___ Records for the task ___

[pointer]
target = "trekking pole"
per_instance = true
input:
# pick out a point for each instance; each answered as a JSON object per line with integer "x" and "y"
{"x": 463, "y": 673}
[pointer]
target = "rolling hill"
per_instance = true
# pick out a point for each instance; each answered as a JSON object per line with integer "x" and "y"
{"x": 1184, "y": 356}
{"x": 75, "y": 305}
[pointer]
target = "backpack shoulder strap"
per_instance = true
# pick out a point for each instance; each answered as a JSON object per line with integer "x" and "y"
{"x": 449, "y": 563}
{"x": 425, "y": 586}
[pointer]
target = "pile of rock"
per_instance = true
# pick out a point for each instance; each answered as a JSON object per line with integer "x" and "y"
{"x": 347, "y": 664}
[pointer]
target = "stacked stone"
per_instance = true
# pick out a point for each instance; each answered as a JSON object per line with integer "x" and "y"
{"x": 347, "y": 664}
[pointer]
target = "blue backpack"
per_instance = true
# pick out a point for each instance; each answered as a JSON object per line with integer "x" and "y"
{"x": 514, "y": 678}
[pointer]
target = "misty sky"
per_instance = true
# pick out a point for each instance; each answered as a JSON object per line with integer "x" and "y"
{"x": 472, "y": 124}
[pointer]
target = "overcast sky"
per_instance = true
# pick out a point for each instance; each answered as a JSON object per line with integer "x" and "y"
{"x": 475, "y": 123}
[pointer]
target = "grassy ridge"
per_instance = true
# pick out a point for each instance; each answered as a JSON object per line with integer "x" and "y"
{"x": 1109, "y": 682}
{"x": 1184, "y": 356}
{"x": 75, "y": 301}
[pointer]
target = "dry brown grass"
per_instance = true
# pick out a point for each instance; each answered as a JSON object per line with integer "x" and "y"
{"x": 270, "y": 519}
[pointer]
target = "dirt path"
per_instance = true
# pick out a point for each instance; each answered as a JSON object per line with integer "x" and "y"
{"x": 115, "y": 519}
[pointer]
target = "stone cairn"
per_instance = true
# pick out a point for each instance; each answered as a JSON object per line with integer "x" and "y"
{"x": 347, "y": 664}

___

**What you are asked to do:**
Write out the full listing exactly as given.

**Complete answer:**
[pointer]
target = "trekking pole"
per_instance = true
input:
# pick out a point for each instance; each answered as a JSON object per line with integer "x" and "y"
{"x": 463, "y": 673}
[pointer]
target = "rolling hill"
per_instance = true
# pick out a point for each instance; each answered as a JSON object per line with integer "x" and "y"
{"x": 1184, "y": 356}
{"x": 75, "y": 305}
[pointer]
target = "backpack shoulder strap"
per_instance = true
# pick out a point for each instance; each answered as a JSON object per line with integer "x" and "y"
{"x": 449, "y": 563}
{"x": 425, "y": 586}
[pointer]
target = "pile of rock"
per_instance = true
# pick out a point for each instance; each answered as a JSON object per line with integer "x" and "y"
{"x": 347, "y": 664}
[pointer]
target = "stacked stone"
per_instance = true
# pick out a point for each instance; each answered as a JSON object per line with integer "x" and "y"
{"x": 347, "y": 664}
[pointer]
target = "blue backpack"
per_instance = true
# pick out a point for each instance; each answered as a JSON object per line with integer "x" and "y"
{"x": 514, "y": 678}
[pointer]
target = "misty sky"
per_instance = true
# pick out a point for each instance; each answered as a JSON object per line with integer "x" and "y"
{"x": 472, "y": 124}
[pointer]
target = "overcast sky"
per_instance = true
# pick out a point for each instance; each answered as a JSON object per line with integer "x" and "y"
{"x": 475, "y": 123}
[pointer]
target = "grassy ridge"
per_instance = true
# pick out a point for each instance; each answered as a JSON object per line with integer "x" and "y"
{"x": 1109, "y": 682}
{"x": 1184, "y": 356}
{"x": 75, "y": 301}
[pointer]
target = "dry brown grass"
per_instance = true
# pick out a point for each instance; each answered as a JSON object per line with integer "x" and "y"
{"x": 270, "y": 519}
[pointer]
target = "dirt path"
per_instance = true
# pick out a point for each instance; each answered as a JSON object per line with integer "x" and "y"
{"x": 115, "y": 519}
[pointer]
target = "stone cairn"
per_instance = true
# pick out a point for each instance; each answered as a JSON object per line with integer "x" and "y"
{"x": 347, "y": 664}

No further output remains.